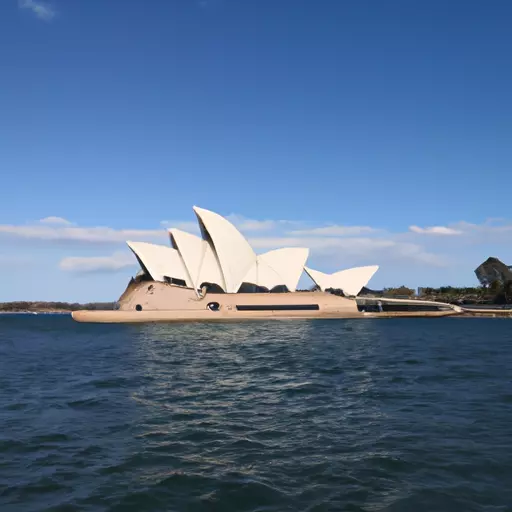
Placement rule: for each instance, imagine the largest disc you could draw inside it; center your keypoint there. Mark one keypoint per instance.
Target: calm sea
(353, 415)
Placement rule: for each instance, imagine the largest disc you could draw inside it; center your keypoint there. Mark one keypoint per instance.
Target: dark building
(492, 270)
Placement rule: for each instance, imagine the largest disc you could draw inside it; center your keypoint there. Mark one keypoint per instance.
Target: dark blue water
(361, 415)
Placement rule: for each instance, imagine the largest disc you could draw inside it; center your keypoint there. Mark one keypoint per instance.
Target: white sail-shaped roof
(160, 261)
(234, 254)
(199, 259)
(351, 281)
(287, 263)
(262, 274)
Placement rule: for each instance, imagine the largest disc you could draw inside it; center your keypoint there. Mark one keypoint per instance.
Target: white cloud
(59, 221)
(436, 230)
(244, 224)
(40, 9)
(334, 230)
(190, 226)
(92, 264)
(65, 233)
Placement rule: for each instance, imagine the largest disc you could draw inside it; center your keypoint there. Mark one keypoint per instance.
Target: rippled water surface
(356, 415)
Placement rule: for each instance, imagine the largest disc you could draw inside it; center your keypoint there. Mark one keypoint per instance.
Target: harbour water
(321, 415)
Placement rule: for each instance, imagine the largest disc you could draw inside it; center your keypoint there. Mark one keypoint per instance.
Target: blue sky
(370, 131)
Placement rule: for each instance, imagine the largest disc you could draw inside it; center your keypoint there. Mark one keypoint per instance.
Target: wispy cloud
(58, 221)
(95, 264)
(436, 230)
(190, 226)
(94, 235)
(334, 230)
(356, 250)
(40, 9)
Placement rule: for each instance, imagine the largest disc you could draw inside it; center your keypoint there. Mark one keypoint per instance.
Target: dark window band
(278, 307)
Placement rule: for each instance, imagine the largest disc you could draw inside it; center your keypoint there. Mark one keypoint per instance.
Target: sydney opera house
(218, 275)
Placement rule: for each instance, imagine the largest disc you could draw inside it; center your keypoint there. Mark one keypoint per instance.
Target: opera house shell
(218, 276)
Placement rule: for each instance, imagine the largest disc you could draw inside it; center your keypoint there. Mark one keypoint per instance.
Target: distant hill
(54, 307)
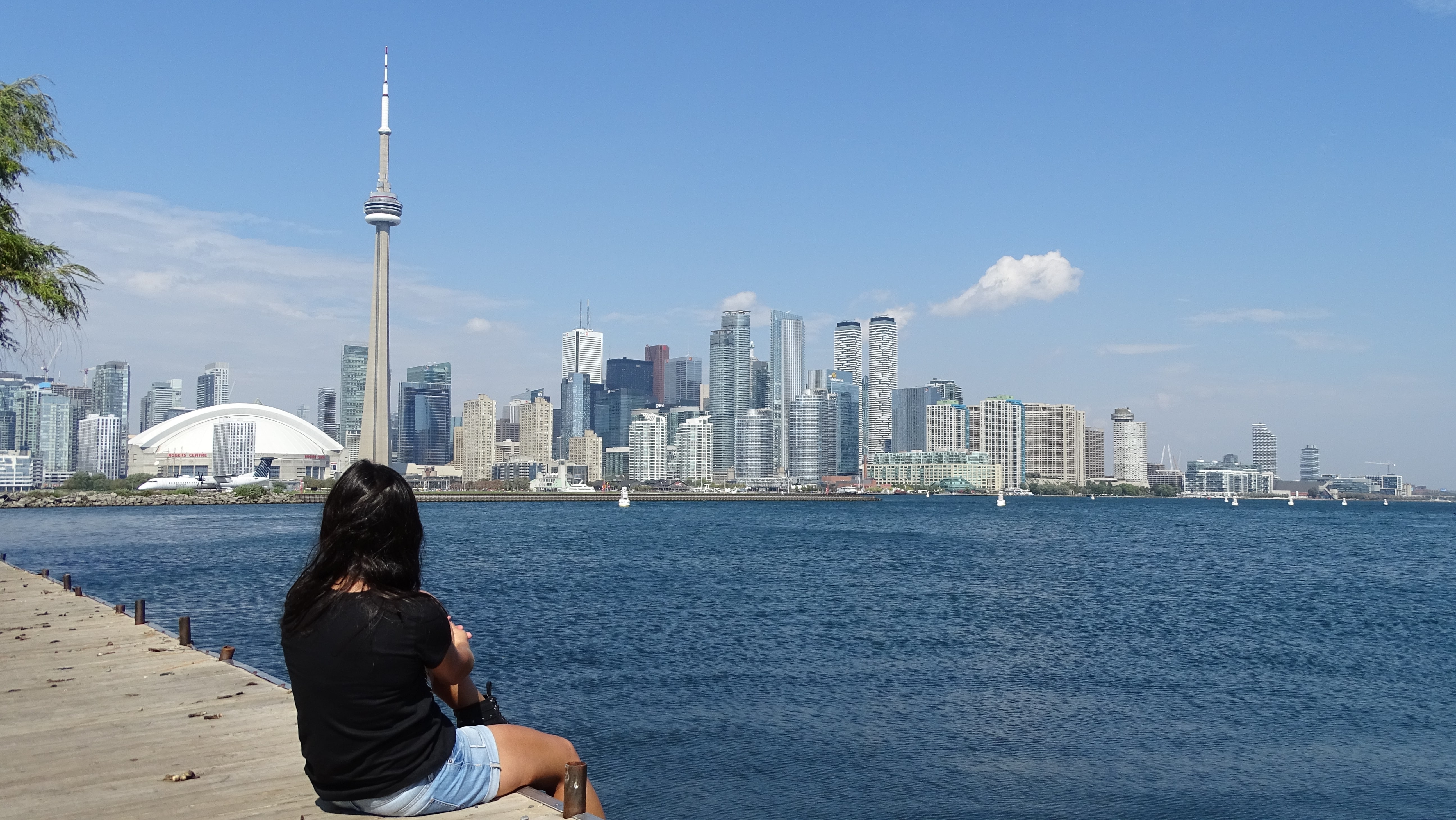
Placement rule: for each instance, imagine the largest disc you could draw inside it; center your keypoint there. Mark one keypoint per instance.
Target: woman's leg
(532, 758)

------------

● Task to complete: Begin the copy at the line containing "Target: distant hill" and end it at the last line of the records; transcribe exactly and exclude pictures.

● Answer space:
Target: distant hill
(54, 307)
Placement rule: for each instance, imagine the largest disc you could draw inside it; center your keypoint there. Mark one keypoint per instance.
Target: woman's leg
(532, 758)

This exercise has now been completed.